Откуда, по словам andrew_78 в ветке форума ниже, прилетели все борта этой группы в линейке на МАКСе в августе 2007 года?

ИСХОДНЫЙ ТЕКСТ =
^^^^
Да-а-а... Как круто все с ними заверчено...  :Biggrin:

----------


## [RUS] MK

А фотка кабины у кого-нить есть? Я тогда свою модельку переделаю :Rolleyes: -тем более, что внешних отличий нет.

----------


## F74

> А фотка кабины у кого-нить есть? Я тогда свою модельку переделаю-тем более, что внешних отличий нет.


Добавь второе стекло на ИЛС. Индикаторы все равно не светятся  :Smile:

----------


## AC

> А фотка кабины у кого-нить есть? Я тогда свою модельку переделаю  - тем более, что внешних отличий нет.


См. здесь:
http://forum.keypublishing.co.uk/sho...70&postcount=7

----------


## [RUS] MK

> См. здесь:
> http://forum.keypublishing.co.uk/sho...70&postcount=7


Я вообще-то про Су-24М2 говорил, но и за эту фотку тоже спасибо! :Smile:

----------


## andrew_78

> Вот 54 "красный" - как раз из Липецка


Это машина 929 ГЛИЦ. Ранее шпротавский борт.

----------


## F74

> Это машина 929 ГЛИЦ. Ранее шпротавский борт.


Борт сейчас липецкий, пришел с АРЗ весной этого года, номер наносили в ЦБП.

----------


## andrew_78

> Борт сейчас липецкий, пришел с АРЗ весной этого года, номер наносили в ЦБП.


Позволю себе усомниться. Во всяком случае пока не увижу фото, свидетельствующее об обратном (т.е. к приписке ЦБП).

P.S. Все борта в этой группе в линейке на МАКСе (август 2007) прилетели с Владимировки.

----------


## AC

> P.S. Все борта в этой группе в линейке на МАКСе (август 2007) прилетели с Владимировки.


Имеются в виду Су-25СМ и Су-25УБМ?

----------


## andrew_78

> Имеются в виду Су-25СМ и Су-25УБМ?


А также Су-27СМ и Су-34.

----------


## AC

> А также Су-27СМ и Су-34.


Хм-м-м... И Су-27СМ "06 красный" тоже с Ахтубы?
Так это...
^^^^
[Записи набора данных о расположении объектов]
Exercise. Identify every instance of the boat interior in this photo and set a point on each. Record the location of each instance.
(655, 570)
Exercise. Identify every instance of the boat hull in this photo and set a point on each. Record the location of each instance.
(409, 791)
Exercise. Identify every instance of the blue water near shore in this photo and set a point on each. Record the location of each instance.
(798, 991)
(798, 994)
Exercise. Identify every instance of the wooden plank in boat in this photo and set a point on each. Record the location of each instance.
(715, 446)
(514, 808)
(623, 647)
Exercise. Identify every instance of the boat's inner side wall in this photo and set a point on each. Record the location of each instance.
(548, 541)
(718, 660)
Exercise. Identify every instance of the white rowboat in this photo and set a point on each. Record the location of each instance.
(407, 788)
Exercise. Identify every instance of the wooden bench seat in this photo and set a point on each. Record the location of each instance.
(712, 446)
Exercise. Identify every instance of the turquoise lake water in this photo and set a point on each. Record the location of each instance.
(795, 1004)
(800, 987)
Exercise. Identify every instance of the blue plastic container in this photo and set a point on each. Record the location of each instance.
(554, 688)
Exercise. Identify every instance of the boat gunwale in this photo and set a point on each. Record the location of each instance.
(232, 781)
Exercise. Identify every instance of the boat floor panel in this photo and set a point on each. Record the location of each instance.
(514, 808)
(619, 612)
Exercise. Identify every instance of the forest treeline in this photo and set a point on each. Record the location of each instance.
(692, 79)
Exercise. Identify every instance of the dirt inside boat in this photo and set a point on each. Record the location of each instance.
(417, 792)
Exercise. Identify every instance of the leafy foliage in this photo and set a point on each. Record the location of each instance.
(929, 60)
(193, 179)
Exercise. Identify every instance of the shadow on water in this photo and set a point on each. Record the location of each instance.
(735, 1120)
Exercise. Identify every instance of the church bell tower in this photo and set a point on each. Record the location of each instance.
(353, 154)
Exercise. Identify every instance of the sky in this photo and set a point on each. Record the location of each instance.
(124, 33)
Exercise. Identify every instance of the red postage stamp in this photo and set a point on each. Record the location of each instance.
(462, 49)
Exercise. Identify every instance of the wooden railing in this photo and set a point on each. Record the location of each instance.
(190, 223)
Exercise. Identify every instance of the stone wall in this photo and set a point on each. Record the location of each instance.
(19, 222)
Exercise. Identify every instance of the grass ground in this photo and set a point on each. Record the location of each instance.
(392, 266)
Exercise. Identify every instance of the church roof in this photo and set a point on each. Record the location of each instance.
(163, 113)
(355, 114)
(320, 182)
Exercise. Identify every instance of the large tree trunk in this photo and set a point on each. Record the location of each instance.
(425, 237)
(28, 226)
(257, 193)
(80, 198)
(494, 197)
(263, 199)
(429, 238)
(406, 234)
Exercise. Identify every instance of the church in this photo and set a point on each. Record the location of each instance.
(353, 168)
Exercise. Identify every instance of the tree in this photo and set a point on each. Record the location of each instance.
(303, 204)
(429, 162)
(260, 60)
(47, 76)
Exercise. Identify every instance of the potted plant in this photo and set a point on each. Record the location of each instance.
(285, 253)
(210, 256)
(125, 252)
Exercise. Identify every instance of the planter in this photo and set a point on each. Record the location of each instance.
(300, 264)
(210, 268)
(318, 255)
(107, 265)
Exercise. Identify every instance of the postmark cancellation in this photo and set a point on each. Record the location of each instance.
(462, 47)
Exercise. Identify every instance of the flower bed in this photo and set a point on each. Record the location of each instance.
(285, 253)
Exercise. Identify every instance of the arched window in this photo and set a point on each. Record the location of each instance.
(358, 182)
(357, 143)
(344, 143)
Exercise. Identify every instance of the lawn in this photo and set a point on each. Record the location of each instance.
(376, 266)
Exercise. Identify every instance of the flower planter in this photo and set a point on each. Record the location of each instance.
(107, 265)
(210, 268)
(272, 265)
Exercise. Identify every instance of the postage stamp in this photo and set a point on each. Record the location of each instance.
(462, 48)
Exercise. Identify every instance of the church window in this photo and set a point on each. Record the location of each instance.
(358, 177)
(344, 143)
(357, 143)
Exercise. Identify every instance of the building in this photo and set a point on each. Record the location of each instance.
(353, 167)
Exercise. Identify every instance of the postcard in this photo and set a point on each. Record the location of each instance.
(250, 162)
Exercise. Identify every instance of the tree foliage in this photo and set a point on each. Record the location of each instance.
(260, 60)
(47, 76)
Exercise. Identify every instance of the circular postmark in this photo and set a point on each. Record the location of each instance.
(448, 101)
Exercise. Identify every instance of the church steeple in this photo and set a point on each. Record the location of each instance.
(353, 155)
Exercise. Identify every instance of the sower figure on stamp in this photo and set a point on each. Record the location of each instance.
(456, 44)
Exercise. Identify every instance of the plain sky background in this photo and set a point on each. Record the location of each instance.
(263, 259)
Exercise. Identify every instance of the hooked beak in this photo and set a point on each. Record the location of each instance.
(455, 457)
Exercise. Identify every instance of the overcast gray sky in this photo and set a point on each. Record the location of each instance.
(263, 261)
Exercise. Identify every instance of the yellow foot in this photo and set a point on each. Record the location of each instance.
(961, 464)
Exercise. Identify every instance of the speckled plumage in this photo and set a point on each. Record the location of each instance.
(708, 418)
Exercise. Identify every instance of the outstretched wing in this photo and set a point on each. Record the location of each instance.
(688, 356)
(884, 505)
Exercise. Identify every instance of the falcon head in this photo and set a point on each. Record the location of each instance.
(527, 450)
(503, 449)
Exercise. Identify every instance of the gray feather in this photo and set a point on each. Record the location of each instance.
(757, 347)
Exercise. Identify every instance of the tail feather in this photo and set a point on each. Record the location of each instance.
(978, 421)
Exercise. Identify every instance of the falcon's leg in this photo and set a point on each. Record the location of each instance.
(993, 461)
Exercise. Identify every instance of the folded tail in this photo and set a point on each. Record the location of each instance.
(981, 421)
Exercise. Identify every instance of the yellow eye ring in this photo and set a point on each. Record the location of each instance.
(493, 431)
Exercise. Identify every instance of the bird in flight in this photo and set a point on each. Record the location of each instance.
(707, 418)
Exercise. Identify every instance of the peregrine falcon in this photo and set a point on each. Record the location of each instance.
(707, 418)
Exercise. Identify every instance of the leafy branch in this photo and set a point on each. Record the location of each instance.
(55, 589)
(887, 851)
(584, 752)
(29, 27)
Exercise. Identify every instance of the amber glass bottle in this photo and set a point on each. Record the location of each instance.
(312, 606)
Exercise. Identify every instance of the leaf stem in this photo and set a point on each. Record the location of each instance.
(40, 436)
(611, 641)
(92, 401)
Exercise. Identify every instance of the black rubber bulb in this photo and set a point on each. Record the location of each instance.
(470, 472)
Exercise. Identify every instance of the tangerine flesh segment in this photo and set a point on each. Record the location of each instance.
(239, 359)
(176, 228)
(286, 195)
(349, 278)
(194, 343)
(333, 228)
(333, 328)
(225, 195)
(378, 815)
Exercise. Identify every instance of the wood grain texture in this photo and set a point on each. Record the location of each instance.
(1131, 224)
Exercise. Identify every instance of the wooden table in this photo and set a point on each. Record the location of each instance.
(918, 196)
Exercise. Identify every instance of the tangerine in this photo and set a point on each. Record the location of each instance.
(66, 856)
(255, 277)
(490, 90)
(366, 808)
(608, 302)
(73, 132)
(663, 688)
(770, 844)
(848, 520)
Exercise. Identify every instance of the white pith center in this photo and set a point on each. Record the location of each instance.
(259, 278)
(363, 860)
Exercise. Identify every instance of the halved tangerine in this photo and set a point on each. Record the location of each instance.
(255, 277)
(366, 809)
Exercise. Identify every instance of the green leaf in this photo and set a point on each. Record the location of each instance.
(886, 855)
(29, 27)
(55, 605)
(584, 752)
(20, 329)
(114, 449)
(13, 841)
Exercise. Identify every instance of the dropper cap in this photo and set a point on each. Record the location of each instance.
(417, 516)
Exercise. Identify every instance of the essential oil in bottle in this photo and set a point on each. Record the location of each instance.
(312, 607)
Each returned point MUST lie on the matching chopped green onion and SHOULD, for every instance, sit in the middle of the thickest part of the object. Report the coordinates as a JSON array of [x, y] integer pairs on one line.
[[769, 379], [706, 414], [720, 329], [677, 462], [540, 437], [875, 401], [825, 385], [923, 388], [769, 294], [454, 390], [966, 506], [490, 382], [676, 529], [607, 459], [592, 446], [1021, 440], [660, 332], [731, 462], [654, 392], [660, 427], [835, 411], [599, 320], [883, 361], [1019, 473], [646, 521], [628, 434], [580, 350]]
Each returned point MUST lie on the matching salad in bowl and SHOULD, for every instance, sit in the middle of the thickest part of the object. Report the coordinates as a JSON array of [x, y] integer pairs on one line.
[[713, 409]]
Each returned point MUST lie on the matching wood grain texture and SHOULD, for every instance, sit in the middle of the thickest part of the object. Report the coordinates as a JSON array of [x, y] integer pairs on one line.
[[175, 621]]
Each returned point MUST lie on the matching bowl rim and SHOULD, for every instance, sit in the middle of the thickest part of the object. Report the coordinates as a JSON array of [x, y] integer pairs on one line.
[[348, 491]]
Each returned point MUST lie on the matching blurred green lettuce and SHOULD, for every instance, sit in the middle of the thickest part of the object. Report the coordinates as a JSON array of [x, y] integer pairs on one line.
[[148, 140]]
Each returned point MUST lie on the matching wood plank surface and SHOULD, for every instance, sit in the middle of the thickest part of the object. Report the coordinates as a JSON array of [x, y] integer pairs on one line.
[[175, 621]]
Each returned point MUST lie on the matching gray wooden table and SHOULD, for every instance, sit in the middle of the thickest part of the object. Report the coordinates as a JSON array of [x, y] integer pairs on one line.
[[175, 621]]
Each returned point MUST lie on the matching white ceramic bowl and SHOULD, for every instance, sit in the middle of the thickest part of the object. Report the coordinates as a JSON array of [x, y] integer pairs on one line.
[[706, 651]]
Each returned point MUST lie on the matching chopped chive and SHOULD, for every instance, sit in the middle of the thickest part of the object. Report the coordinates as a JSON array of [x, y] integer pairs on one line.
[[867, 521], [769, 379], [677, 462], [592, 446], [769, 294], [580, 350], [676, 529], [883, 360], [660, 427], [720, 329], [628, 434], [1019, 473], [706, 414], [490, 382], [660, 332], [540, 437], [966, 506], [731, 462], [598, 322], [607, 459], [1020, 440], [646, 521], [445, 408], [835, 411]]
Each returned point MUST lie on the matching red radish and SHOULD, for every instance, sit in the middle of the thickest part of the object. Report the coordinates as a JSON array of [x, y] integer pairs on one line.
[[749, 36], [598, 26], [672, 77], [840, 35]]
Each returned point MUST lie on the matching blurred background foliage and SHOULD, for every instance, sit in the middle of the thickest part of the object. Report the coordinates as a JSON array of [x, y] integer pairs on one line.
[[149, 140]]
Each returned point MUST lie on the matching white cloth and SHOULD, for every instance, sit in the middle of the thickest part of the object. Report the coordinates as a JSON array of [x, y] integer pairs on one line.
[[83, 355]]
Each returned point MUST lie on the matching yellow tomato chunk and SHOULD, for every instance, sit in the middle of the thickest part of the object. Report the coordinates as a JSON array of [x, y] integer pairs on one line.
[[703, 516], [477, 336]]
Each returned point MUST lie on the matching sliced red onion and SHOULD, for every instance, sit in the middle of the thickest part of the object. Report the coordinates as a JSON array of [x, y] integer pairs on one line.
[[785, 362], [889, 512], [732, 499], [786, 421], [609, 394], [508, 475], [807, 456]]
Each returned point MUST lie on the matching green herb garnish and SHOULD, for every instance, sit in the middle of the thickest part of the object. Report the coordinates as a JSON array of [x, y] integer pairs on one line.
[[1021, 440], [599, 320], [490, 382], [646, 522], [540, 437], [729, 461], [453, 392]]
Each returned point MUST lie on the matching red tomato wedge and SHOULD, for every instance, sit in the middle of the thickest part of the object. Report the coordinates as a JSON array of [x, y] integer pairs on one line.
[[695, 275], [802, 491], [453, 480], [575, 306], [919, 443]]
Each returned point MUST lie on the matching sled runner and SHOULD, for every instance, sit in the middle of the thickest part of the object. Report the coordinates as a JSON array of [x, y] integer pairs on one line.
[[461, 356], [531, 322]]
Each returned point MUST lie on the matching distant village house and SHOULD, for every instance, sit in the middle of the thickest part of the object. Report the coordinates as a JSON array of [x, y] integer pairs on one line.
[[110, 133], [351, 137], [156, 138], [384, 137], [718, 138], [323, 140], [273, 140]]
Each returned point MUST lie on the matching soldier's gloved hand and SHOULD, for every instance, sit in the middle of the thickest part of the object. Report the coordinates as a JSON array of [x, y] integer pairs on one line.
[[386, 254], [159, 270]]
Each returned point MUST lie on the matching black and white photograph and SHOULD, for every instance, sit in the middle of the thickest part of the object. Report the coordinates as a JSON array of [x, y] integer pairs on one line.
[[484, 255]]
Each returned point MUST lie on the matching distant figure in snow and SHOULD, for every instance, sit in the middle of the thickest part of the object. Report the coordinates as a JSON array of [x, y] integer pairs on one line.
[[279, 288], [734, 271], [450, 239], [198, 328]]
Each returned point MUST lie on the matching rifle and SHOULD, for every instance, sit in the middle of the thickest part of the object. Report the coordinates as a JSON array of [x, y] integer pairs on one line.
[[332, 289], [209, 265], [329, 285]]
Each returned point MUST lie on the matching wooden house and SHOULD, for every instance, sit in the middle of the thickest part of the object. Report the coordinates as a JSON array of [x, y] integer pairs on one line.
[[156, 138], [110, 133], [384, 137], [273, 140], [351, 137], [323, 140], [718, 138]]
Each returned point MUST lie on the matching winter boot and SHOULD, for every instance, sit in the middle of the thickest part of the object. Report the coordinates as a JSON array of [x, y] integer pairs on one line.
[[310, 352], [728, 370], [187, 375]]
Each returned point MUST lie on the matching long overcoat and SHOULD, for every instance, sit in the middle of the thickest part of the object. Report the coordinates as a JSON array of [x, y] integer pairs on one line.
^^^^
ПРАВИЛЬНЫЙ ОТВЕТ = С Владимировки.